(Beginning of Passage provided)

Grappling with broad-brush deportation
WE are told in yesterday’s Sunday Observer that more than 12,000 people were deported to Jamaica over the last four years. Many, many thousands more have been deported over the last two decades.
Talk never stops about deportations and the consequential difficulties for the Jamaican society. Invariably, Jamaicans focus on the perceived worsening of their country’s crime problem as a result of hardcore criminal deportees from the United States, Britain and elsewhere entering the local underworld.
The articles in yesterday’s edition remind us of another side of the story — the plight of the deportees and their families.
The truth is that not all deportees are hardcore criminals. In a real sense, many are not criminals at all. As we understand it, since the passage of the 1996 Illegal Immigration Reform and Immigrant Responsibility Act in the United States, even unpaid fees for traffic offences can become grounds for deportation of non-US citizens, including green card holders.
Anthropologist Dr Herbert Gayle framed the situation clinically: “Not everybody is just a criminal. A lot of people commit a little crime and if they were not migrants, no one would have thought of it as anything more than a misdemeanour.”
In the case of a 40 year-old deportee, a husband and father who left Jamaica at age five/six, he, if he is to be believed, had reformed himself after early infractions and had become a law-abiding, regular family man. His family in the United States, including young children, are now not only economically deprived as a result of his deportation but are suffering serious psychological problems that could have long-term, negative effects.
Experts all agree that the sudden removal of a parent from a household can have devastating consequences for the children left behind. In the case of deported Jamaicans, most are males. Many are fathers.

(End of Passage provided)
(Beginning of Recorded data)

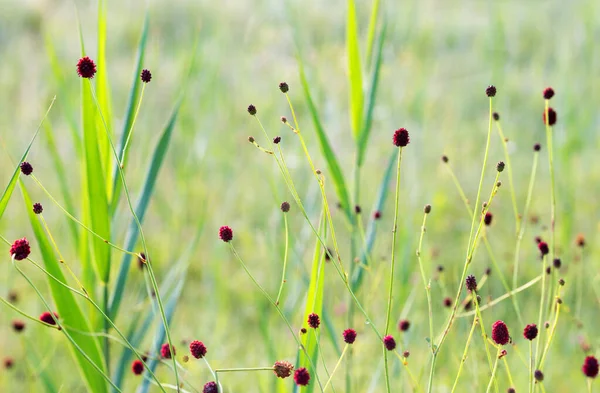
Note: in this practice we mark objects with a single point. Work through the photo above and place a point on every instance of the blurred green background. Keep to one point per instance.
(438, 59)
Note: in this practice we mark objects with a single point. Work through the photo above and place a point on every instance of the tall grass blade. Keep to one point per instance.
(75, 321)
(332, 162)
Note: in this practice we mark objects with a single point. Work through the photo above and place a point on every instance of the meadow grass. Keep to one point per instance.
(376, 238)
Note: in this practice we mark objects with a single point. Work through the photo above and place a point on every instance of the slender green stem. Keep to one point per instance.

(End of Recorded data)

Extend the piece on deportations to Jamaica by writing the paragraphs that would follow its last sentence, about deported fathers.

Result of this task >>
The experts say, and experience in everyday life teaches, that the departure of the father from the household can become a trigger for boys especially, to become attracted to street culture, including gangs. Some become prone to violence and criminality in the absence of the father.
We would expect that the authorities in North America and Britain — from whence the bulk of Jamaican deportees originate — have long had to cope with such anti-social behaviour as a direct result of deportation-induced broken homes and families.
There is clearly a case to be made to overseas governments that, in their own self-interest, they need to be more selective rather than broad-brush in their approach to deportations.
To the extent that a more selective approach reduces the number of people deported, Jamaica will clearly benefit. That means there is every reason for the Jamaican Government to make the case as strongly as possible, if it’s not already doing so.
We empathise completely with criminologist Professor Bernard Headley that “If our government is big and bad enough to face down the powerful United States” over the proposed extradition of Mr Christopher ‘Dudus’ Coke, then it “ought to be bold enough to make meaningful representation” on the deportation issue.